REQUIRED TASKS:
A) List every individual, whether a real person or a character, whom the film text identifies by a personal name.
B) Convert the portion of the records that opens with the line containing "task: segment the white wall vent cover" and closes with the last line of the records into a Markdown table with the columns Row and Line, omitting blank lines.

PAGE TEXT:
Cheerleader Ninjas is a 2002 camp/action film directed by Kevin Campbell, starring actress Kira Reed, and from production company Control Track Productions. It predates the similarly named George Takei comedic vehicle Ninja Cheerleaders. In the film, the internet must be rescued from the control of a religious fanaticism group by four cheerleader ninjutsu students and their geek allies. The movie was filmed at Englewood High School.

Plot overview

Four cheerleaders from the Happy Valley High Hamsters are blamed by a group of Church Ladies for the invasion of "Internet smut" into their children's bedrooms. The Church Ladies hire Stephen, a gay teacher from the local Parochial Reform School, to teach the cheerleaders a lesson by training a group of evil Catholic school girls.

DATA SHOWN:
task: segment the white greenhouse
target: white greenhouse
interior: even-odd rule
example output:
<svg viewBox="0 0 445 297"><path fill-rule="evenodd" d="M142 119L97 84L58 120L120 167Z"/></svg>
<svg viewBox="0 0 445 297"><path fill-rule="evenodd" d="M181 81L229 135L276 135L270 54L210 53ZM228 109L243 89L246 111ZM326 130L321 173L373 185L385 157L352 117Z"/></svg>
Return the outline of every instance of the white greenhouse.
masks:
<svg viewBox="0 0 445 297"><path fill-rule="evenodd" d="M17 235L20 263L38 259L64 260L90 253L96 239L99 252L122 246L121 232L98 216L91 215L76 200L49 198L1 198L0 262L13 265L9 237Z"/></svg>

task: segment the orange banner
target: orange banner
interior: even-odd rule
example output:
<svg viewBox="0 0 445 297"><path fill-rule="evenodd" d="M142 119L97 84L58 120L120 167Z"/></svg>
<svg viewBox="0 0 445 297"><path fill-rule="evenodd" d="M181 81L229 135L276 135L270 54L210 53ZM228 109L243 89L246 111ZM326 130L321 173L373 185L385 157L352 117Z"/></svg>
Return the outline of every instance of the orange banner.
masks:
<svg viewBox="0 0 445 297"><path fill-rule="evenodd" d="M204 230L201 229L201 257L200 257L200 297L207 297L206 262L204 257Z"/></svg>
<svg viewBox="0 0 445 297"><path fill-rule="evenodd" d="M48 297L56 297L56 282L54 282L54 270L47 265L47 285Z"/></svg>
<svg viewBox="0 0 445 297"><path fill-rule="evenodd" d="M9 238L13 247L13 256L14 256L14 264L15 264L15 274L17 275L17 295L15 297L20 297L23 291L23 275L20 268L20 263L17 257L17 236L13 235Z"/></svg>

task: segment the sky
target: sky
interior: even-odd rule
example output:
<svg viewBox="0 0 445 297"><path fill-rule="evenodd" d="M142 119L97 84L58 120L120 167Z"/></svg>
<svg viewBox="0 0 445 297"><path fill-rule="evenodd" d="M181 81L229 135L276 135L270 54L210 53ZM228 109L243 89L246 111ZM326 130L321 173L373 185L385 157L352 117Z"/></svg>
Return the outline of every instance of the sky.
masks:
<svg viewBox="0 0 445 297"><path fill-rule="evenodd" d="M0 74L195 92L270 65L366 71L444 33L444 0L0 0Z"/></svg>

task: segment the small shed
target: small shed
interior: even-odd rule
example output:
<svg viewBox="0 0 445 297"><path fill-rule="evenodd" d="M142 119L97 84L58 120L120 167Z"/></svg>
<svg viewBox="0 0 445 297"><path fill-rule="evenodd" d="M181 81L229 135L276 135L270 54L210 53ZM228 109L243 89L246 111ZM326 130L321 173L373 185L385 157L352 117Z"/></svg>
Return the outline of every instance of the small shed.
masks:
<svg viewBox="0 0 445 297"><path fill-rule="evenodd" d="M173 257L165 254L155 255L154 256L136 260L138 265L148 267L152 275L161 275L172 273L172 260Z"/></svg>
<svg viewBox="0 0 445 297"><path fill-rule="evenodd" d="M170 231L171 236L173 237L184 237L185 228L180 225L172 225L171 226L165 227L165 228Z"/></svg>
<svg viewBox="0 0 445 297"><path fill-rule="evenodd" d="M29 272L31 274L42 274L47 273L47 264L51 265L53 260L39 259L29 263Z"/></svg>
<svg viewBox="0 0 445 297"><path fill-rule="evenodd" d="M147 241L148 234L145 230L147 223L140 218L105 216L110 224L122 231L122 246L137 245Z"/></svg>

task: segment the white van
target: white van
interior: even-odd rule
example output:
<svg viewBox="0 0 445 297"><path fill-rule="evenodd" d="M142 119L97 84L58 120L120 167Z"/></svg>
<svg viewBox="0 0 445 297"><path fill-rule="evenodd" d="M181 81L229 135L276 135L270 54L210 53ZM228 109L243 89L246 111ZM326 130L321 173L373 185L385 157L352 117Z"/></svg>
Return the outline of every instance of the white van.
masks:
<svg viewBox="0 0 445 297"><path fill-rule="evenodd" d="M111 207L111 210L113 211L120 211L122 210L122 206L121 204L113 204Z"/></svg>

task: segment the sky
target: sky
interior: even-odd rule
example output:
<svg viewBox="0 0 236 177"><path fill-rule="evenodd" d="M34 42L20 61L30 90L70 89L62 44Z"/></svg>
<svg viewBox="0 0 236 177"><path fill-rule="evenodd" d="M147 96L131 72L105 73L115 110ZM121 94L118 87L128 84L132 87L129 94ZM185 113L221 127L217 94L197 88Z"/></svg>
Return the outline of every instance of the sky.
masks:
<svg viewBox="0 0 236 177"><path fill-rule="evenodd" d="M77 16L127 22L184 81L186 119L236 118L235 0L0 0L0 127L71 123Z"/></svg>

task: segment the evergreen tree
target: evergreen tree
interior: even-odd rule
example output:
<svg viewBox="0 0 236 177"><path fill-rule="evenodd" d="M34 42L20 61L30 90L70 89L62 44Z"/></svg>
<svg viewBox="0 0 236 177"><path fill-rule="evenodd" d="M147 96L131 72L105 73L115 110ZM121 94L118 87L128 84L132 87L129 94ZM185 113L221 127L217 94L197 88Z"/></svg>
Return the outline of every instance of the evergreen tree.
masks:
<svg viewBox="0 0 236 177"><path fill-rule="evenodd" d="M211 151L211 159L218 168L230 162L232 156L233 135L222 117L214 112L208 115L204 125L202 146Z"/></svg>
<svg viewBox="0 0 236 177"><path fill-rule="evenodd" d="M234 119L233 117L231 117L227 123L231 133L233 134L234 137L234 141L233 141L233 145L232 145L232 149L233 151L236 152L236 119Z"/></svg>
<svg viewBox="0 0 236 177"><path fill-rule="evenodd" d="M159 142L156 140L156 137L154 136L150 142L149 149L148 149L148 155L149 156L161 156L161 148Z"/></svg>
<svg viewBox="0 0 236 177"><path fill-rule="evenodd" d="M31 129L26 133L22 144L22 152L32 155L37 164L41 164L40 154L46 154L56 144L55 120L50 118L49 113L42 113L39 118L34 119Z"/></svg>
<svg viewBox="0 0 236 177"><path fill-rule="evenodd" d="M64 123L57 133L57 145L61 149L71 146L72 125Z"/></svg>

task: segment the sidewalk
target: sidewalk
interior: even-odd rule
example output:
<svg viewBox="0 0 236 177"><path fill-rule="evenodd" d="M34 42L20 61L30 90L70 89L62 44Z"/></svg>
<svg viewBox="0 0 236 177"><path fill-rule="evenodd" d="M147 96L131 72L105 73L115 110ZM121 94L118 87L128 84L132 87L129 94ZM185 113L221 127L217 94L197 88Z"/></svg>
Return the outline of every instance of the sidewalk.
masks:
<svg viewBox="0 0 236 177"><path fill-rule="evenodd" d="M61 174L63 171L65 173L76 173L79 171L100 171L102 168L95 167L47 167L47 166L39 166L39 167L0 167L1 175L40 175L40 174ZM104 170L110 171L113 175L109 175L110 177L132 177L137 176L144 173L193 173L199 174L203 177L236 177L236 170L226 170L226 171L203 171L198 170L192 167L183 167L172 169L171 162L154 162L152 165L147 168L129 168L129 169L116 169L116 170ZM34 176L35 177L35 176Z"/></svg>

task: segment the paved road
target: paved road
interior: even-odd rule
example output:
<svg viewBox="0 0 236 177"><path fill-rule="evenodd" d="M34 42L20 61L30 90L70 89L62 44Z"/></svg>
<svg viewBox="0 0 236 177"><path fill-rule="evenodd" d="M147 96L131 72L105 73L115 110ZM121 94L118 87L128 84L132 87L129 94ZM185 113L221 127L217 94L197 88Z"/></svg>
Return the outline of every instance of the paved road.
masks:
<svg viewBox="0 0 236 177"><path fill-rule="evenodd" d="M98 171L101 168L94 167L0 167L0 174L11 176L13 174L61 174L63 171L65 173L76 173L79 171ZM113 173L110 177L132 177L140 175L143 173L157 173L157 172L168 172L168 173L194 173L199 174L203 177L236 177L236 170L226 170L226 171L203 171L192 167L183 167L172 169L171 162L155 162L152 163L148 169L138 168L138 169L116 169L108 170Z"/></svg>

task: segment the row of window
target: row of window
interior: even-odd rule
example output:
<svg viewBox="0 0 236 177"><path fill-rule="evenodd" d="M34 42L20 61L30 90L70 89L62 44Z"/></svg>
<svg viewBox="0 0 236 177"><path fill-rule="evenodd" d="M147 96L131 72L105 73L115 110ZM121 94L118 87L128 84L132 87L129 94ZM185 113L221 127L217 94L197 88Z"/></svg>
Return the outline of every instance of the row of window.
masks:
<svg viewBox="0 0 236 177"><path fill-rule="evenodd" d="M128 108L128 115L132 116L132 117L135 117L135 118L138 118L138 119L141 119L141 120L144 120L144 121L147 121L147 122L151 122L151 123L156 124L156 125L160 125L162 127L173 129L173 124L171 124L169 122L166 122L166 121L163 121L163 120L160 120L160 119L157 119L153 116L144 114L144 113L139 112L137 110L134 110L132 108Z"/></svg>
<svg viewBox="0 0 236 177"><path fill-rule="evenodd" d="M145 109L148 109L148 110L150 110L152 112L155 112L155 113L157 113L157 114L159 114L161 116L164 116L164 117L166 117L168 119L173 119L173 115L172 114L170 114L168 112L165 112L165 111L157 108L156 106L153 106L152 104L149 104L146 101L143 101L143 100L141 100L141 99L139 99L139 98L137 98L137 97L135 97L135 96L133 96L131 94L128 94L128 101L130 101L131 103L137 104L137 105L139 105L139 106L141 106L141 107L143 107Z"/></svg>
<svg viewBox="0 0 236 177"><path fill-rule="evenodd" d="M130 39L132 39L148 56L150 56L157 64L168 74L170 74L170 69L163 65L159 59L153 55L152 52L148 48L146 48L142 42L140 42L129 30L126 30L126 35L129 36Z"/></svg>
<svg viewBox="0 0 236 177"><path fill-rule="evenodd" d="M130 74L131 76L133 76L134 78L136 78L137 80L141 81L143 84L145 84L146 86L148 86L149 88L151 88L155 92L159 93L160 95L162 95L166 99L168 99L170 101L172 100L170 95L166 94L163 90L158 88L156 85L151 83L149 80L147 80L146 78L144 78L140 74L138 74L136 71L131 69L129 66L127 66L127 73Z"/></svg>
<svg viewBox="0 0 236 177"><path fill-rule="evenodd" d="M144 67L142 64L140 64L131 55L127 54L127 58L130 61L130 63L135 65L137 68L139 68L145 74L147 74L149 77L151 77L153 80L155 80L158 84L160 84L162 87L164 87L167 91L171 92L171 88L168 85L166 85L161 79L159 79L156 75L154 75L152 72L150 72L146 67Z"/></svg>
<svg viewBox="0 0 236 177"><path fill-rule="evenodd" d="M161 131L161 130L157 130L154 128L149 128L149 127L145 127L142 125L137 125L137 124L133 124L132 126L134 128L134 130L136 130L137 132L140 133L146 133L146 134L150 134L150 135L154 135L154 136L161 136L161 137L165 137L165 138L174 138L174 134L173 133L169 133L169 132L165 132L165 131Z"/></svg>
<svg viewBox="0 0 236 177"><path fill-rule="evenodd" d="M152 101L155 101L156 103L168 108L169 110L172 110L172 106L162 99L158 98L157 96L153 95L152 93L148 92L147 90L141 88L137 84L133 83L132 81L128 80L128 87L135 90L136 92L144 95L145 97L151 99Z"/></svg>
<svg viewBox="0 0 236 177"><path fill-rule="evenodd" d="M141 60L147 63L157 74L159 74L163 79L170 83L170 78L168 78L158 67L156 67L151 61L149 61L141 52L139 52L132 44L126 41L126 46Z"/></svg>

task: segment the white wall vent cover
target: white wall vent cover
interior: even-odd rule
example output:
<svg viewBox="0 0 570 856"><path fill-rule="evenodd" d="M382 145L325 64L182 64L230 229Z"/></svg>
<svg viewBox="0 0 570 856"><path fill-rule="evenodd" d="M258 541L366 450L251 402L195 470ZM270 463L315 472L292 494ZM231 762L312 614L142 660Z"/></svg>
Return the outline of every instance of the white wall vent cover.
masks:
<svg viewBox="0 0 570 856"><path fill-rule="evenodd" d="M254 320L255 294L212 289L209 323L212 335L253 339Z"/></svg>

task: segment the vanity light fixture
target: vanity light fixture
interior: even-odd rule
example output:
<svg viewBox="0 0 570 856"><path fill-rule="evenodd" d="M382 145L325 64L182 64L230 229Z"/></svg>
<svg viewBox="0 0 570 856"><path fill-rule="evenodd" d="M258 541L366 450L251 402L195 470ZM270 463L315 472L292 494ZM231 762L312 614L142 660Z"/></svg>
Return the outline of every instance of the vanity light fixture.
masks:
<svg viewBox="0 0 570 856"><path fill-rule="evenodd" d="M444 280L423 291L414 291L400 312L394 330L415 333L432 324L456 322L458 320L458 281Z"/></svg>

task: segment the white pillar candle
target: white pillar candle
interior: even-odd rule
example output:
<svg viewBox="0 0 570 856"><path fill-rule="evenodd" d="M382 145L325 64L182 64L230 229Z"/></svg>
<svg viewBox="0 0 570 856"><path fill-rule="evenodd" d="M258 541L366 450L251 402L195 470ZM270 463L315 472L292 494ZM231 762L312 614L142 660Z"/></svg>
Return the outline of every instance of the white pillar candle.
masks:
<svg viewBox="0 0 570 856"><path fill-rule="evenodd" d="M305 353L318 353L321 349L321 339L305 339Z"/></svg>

WRITTEN ANSWERS:
A)
- Kevin Campbell
- Kira Reed
- George Takei
- Stephen

B)
| Row | Line |
|---|---|
| 1 | task: segment the white wall vent cover |
| 2 | target: white wall vent cover |
| 3 | interior: even-odd rule |
| 4 | example output: |
| 5 | <svg viewBox="0 0 570 856"><path fill-rule="evenodd" d="M382 145L325 64L182 64L230 229Z"/></svg> |
| 6 | <svg viewBox="0 0 570 856"><path fill-rule="evenodd" d="M258 541L366 450L251 402L195 470ZM270 463L315 472L292 494ZM231 762L312 614L142 660Z"/></svg> |
| 7 | Return the outline of every instance of the white wall vent cover. |
| 8 | masks: |
| 9 | <svg viewBox="0 0 570 856"><path fill-rule="evenodd" d="M254 320L255 294L212 289L209 323L212 335L253 339Z"/></svg> |
| 10 | task: segment the vanity light fixture |
| 11 | target: vanity light fixture |
| 12 | interior: even-odd rule |
| 13 | example output: |
| 14 | <svg viewBox="0 0 570 856"><path fill-rule="evenodd" d="M382 145L325 64L182 64L230 229Z"/></svg> |
| 15 | <svg viewBox="0 0 570 856"><path fill-rule="evenodd" d="M258 541L366 450L251 402L195 470ZM270 463L315 472L292 494ZM231 762L312 614L142 660Z"/></svg> |
| 16 | Return the outline of every instance of the vanity light fixture. |
| 17 | masks: |
| 18 | <svg viewBox="0 0 570 856"><path fill-rule="evenodd" d="M444 280L423 291L414 291L400 312L394 330L415 333L432 324L456 322L458 320L458 281Z"/></svg> |
| 19 | task: segment the white pillar candle |
| 20 | target: white pillar candle |
| 21 | interior: even-odd rule |
| 22 | example output: |
| 23 | <svg viewBox="0 0 570 856"><path fill-rule="evenodd" d="M382 145L325 64L182 64L230 229Z"/></svg> |
| 24 | <svg viewBox="0 0 570 856"><path fill-rule="evenodd" d="M258 541L366 450L251 402L195 470ZM270 463L315 472L292 494ZM231 762L312 614L142 660Z"/></svg> |
| 25 | Return the outline of every instance of the white pillar candle. |
| 26 | masks: |
| 27 | <svg viewBox="0 0 570 856"><path fill-rule="evenodd" d="M305 353L318 353L321 349L321 339L305 339Z"/></svg> |